Task prompt:
Count the lines in the records below that contain the string "ceiling", with case counting, and give only the number.

Working data:
==============================

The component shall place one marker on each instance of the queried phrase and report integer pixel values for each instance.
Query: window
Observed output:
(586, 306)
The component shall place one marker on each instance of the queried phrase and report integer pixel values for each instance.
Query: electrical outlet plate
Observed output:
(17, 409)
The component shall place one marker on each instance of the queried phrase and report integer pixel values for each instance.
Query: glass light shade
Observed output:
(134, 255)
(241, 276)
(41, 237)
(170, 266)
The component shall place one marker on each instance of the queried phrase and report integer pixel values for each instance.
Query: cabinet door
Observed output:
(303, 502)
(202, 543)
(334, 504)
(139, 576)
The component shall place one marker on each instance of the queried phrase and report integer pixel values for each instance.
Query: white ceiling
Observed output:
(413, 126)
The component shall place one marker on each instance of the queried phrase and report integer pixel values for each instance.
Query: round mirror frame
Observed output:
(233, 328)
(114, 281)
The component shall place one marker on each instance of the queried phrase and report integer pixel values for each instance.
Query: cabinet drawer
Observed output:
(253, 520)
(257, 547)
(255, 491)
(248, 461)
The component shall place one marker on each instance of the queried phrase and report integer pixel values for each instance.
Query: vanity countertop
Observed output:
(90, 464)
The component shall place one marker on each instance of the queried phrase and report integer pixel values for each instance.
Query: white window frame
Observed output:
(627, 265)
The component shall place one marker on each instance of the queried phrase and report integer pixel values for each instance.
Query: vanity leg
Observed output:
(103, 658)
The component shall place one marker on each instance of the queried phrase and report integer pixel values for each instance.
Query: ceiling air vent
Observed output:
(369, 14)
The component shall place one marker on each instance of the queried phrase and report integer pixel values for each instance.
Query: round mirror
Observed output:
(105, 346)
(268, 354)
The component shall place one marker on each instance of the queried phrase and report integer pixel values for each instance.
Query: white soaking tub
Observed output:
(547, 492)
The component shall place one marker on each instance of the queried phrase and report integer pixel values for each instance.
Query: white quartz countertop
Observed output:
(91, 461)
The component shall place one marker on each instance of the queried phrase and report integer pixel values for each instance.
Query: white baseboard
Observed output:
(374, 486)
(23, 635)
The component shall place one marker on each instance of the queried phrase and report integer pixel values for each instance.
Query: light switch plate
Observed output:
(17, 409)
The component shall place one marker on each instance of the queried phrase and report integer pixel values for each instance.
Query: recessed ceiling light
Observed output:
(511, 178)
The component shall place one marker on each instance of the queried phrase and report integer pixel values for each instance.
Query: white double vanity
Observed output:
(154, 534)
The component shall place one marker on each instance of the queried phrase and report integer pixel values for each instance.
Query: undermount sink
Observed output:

==============================

Result of this task:
3